Required work. Identify, in the records below, every line where the string "woman" appears, and copy each such line.

Source material.
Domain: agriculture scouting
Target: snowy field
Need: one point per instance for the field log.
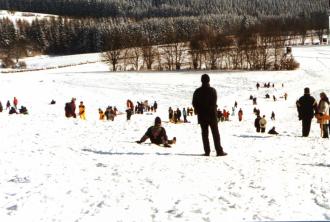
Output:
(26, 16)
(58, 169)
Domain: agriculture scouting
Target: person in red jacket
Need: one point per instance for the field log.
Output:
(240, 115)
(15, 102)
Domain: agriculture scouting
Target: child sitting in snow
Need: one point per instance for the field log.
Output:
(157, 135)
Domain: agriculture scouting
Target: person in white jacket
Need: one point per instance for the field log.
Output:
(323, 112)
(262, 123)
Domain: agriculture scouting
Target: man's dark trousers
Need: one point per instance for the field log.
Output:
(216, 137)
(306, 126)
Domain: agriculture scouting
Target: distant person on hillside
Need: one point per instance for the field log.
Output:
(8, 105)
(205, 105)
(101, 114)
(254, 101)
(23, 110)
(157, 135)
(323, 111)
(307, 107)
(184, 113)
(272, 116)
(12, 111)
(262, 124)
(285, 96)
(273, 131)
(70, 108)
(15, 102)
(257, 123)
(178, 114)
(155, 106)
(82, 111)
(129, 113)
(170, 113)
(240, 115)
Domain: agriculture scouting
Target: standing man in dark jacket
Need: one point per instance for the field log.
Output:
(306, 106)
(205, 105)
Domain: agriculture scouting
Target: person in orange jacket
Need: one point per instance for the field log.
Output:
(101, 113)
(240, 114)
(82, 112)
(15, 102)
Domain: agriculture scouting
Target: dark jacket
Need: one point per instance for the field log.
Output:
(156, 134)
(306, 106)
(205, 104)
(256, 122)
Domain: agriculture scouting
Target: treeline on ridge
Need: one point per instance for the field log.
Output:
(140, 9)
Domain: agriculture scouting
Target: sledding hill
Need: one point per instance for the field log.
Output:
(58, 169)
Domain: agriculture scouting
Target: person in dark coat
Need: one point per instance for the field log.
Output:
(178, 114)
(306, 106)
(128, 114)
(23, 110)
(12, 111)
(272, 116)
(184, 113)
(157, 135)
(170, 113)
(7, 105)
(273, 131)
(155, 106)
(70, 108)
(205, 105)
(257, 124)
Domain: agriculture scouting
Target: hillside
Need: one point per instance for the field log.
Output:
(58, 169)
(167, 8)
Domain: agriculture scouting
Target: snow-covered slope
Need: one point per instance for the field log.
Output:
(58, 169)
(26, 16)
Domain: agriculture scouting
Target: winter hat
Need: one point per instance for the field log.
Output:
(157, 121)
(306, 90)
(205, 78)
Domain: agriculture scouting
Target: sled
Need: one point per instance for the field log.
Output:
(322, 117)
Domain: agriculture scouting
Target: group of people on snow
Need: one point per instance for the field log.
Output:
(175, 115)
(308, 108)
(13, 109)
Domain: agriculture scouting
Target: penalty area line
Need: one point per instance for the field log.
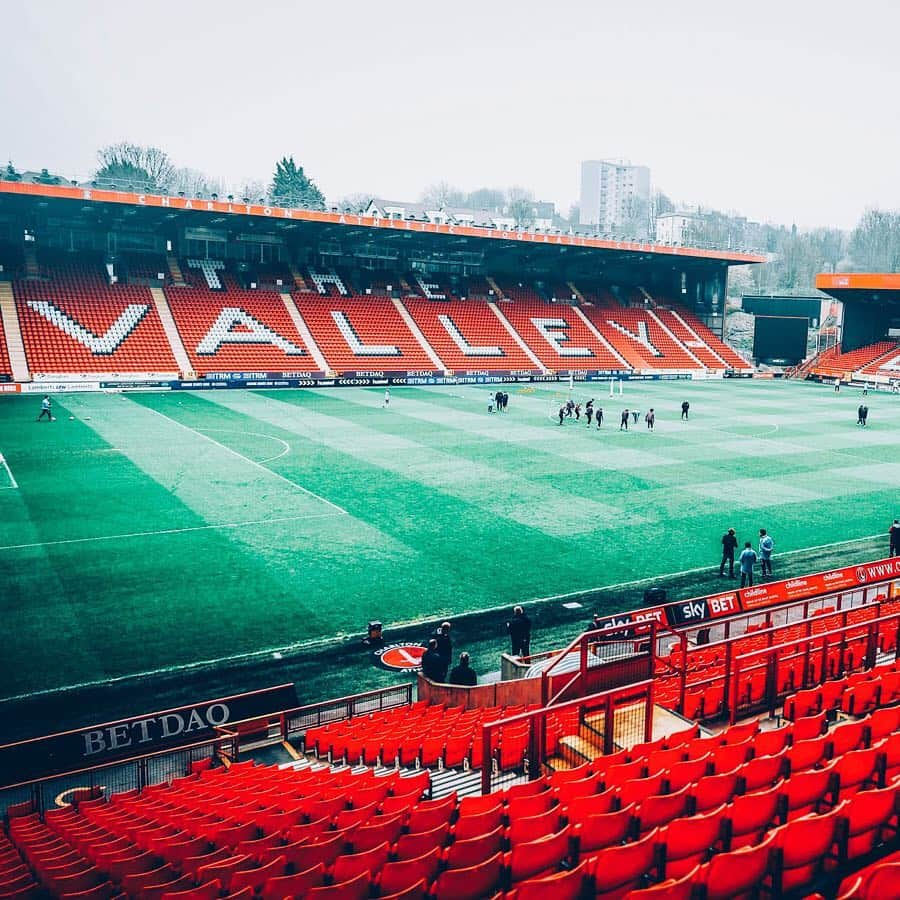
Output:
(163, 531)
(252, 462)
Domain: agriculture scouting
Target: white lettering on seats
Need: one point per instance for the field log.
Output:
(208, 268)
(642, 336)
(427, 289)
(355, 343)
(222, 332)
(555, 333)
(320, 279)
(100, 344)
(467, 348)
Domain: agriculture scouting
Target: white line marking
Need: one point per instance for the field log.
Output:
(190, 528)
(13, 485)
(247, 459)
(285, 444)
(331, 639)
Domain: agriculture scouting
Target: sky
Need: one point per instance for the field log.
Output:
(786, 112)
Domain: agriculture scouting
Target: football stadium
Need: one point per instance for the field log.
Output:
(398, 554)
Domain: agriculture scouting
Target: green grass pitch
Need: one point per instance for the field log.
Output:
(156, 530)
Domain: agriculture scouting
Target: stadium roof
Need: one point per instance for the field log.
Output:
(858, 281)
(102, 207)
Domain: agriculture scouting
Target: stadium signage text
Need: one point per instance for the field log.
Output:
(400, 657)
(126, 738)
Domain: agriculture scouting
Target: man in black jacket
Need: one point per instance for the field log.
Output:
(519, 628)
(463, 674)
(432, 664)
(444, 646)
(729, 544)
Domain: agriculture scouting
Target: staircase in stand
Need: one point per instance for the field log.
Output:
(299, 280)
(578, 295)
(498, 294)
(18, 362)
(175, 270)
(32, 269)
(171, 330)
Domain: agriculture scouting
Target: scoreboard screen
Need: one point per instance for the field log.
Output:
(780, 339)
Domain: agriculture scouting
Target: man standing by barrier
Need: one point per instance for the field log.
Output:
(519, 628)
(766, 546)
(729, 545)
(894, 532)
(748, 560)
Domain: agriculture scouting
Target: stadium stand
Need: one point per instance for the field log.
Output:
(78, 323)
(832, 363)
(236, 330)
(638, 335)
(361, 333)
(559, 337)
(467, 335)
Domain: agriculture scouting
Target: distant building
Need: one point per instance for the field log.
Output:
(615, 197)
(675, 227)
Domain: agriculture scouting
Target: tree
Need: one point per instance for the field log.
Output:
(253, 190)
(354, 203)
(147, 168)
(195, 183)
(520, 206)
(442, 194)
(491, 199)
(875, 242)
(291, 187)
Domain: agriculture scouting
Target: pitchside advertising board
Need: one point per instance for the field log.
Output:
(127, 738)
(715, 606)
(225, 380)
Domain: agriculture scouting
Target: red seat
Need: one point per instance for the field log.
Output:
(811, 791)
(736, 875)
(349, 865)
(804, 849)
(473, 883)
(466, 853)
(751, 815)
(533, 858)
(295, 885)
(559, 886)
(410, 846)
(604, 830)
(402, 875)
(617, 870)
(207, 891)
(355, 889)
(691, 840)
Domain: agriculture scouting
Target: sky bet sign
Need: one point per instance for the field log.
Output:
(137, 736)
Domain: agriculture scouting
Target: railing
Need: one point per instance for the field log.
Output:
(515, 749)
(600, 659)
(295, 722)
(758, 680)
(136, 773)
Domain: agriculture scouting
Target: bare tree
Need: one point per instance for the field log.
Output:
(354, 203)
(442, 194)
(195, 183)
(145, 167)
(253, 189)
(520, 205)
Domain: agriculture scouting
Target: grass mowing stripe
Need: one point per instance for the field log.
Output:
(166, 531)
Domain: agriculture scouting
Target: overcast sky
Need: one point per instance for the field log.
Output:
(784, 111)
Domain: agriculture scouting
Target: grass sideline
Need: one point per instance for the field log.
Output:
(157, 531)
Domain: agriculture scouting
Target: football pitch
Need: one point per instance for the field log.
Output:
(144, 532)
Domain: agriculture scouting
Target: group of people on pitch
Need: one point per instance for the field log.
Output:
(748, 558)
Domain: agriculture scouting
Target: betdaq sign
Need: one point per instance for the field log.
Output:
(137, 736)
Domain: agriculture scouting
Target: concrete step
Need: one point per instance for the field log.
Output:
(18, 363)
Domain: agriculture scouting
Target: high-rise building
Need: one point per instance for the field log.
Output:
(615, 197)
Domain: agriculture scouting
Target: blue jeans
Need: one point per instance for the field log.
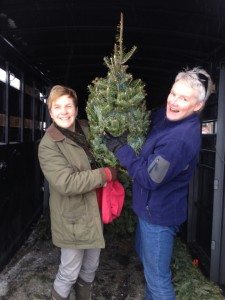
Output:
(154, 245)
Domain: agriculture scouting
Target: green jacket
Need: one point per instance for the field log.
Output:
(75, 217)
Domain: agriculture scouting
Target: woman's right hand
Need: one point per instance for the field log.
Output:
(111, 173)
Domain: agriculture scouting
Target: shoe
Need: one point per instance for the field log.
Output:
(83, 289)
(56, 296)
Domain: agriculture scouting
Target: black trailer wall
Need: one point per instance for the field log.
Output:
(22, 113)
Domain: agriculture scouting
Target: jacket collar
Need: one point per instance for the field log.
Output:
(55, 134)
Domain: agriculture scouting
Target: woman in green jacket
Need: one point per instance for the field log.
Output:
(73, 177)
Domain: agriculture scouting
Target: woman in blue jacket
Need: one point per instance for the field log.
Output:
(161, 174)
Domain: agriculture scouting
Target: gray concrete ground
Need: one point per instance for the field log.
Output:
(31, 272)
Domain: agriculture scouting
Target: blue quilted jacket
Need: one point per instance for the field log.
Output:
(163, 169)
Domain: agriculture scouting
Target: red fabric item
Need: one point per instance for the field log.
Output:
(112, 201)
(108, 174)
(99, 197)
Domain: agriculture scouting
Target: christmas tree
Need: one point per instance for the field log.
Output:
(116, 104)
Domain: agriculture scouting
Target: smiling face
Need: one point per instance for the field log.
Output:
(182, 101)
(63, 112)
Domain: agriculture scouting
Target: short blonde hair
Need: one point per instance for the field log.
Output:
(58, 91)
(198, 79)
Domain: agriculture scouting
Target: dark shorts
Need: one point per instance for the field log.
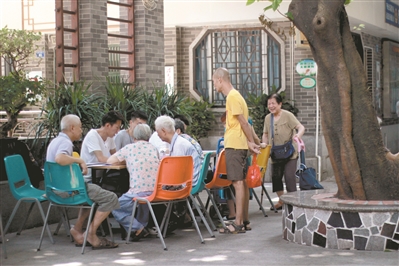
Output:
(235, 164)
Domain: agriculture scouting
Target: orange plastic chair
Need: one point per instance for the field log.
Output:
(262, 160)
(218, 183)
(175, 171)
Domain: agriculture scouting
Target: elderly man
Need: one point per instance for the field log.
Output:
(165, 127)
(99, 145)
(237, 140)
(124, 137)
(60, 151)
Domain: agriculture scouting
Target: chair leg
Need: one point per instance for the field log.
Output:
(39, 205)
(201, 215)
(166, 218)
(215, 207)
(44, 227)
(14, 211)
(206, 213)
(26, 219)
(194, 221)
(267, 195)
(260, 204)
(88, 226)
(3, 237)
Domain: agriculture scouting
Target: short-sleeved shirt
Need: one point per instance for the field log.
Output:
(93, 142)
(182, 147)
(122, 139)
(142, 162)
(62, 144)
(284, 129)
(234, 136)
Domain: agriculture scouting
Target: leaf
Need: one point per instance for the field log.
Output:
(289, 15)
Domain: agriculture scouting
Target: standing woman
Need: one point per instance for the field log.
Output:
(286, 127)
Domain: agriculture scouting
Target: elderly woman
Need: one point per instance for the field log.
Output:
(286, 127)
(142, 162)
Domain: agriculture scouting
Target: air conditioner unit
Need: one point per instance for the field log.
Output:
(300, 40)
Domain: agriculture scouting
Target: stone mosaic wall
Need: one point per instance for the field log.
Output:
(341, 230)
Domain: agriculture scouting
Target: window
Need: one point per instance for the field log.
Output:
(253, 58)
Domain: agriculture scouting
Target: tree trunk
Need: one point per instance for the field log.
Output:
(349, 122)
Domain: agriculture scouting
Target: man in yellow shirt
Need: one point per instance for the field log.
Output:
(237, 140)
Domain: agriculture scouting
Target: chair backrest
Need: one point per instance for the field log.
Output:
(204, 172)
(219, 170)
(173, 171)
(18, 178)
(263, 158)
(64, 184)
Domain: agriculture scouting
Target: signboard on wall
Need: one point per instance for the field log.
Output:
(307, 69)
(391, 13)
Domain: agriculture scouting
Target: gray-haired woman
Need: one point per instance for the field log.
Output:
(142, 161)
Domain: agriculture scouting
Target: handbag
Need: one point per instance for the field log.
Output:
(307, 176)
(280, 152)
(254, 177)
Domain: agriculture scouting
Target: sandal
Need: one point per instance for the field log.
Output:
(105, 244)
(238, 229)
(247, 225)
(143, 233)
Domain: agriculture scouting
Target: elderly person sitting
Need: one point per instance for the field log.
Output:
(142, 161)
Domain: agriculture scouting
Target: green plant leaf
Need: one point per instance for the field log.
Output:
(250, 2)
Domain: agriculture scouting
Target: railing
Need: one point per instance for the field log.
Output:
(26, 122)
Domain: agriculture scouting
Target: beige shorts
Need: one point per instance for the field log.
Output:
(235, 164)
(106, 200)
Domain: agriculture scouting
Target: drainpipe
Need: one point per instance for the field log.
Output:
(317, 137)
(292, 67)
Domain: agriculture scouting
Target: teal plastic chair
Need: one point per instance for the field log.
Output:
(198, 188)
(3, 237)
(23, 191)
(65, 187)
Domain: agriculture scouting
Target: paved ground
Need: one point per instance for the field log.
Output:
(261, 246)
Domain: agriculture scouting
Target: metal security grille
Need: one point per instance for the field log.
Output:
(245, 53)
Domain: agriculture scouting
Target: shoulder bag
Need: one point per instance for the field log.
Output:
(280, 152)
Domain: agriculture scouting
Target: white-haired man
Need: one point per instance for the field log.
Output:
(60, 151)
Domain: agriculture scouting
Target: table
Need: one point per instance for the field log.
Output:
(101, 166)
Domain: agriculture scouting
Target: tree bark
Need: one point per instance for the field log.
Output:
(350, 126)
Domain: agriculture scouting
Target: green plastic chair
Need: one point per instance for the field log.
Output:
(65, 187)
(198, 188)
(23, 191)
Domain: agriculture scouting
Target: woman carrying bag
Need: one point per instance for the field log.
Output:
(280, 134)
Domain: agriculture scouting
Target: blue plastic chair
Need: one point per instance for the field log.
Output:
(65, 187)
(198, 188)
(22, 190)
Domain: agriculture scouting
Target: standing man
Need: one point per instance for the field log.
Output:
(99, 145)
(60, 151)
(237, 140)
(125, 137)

Solution.
Target: woman's right hand
Target: woman in green jacket
Target: woman in blue jacket
Target: standing woman
Target: elderly woman
Target: gray-haired woman
Target: woman carrying bag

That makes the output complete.